EXTRACTED RECORDS

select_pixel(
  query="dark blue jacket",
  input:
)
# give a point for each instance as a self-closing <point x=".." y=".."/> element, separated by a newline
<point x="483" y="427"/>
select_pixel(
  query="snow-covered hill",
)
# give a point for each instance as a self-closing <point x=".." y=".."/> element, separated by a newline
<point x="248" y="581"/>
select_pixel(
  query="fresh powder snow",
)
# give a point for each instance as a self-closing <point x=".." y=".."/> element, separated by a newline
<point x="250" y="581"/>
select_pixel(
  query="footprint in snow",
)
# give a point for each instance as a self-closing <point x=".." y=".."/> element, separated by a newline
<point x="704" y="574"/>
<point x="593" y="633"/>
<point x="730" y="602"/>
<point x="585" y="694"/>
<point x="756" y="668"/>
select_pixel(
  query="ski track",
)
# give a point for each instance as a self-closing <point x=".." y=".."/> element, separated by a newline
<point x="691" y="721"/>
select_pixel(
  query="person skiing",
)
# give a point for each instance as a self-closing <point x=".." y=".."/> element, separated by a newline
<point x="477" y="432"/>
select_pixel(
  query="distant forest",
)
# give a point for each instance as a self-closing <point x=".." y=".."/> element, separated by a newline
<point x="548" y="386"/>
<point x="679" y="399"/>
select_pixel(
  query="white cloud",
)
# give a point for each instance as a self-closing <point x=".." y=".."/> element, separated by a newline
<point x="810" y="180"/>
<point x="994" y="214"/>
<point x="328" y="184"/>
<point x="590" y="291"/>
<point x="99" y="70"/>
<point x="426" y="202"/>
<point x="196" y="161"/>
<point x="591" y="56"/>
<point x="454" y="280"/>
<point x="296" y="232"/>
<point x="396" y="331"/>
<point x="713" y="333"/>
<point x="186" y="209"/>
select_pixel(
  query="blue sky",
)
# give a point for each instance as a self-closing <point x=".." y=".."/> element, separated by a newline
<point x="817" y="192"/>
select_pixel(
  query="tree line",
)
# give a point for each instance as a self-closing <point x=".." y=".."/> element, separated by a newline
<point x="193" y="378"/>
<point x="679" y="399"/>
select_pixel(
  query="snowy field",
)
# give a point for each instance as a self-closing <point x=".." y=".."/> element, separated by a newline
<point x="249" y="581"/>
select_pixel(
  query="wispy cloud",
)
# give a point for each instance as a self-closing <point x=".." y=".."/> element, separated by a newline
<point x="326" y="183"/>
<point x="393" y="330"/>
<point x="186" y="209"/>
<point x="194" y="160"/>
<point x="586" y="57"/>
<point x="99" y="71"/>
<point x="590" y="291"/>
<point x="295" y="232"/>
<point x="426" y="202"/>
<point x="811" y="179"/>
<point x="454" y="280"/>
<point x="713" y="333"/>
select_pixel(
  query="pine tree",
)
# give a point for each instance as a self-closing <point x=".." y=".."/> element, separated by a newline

TASK
Retype all of the records above, word for word.

EXPECTED OUTPUT
select_pixel(
  query="dark blue jacket",
  input:
)
# give a point for each instance as a self-closing <point x=".." y=".."/> element, separated by a newline
<point x="483" y="427"/>
select_pixel(
  query="snow-covered hill",
)
# give a point for each instance as a self-closing <point x=".." y=".."/> element, separated by a newline
<point x="248" y="581"/>
select_pixel(
  query="fresh powder snow",
)
# give a point for each instance as a self-closing <point x=".." y=".."/> element, separated by a newline
<point x="250" y="581"/>
select_pixel(
  query="footprint in snow",
)
# give a point for each instance as a self-closing <point x=".." y=".."/> element, separated by a newline
<point x="704" y="574"/>
<point x="593" y="633"/>
<point x="730" y="602"/>
<point x="585" y="694"/>
<point x="756" y="668"/>
select_pixel(
  query="ski track",
)
# give a point for each instance as a self-closing <point x=".." y=".."/> element, separated by a newline
<point x="691" y="721"/>
select_pixel(
  query="person skiing",
)
# give a point for each instance as a self-closing <point x=".." y=".."/> element, separated by a newline
<point x="477" y="432"/>
select_pixel(
  query="distant forest",
)
# give a point for each instance as a self-closing <point x=".." y=".."/> element, separated by a newline
<point x="548" y="386"/>
<point x="679" y="399"/>
select_pixel(
  query="white cloud",
)
# give a point for each instance as a self-closing <point x=".." y=".."/> element, separated by a newline
<point x="810" y="180"/>
<point x="994" y="214"/>
<point x="328" y="184"/>
<point x="590" y="291"/>
<point x="99" y="70"/>
<point x="426" y="202"/>
<point x="196" y="161"/>
<point x="591" y="56"/>
<point x="454" y="280"/>
<point x="296" y="232"/>
<point x="396" y="331"/>
<point x="713" y="333"/>
<point x="186" y="209"/>
select_pixel(
  query="blue sky",
)
# give a point for each instance as a self-closing <point x=".." y=".."/> element, separated by a newline
<point x="817" y="192"/>
select_pixel(
  query="tree line",
)
# give a point for each instance as a self-closing <point x=".." y=".."/> element, separated by a newline
<point x="193" y="378"/>
<point x="679" y="399"/>
select_pixel(
  query="snowy field",
)
# give a point for each instance as a self-closing <point x=".." y=".."/> element, separated by a newline
<point x="249" y="581"/>
select_pixel(
  query="wispy cloud",
)
# give a point for each instance as a self-closing <point x=".." y=".."/> element, separated by a newline
<point x="326" y="183"/>
<point x="393" y="330"/>
<point x="186" y="209"/>
<point x="194" y="160"/>
<point x="586" y="57"/>
<point x="99" y="71"/>
<point x="590" y="291"/>
<point x="295" y="232"/>
<point x="426" y="202"/>
<point x="811" y="179"/>
<point x="454" y="280"/>
<point x="713" y="333"/>
select_pixel(
  query="pine tree",
)
# give a point for each instance as a self-closing <point x=".." y=".."/> element, separated by a newline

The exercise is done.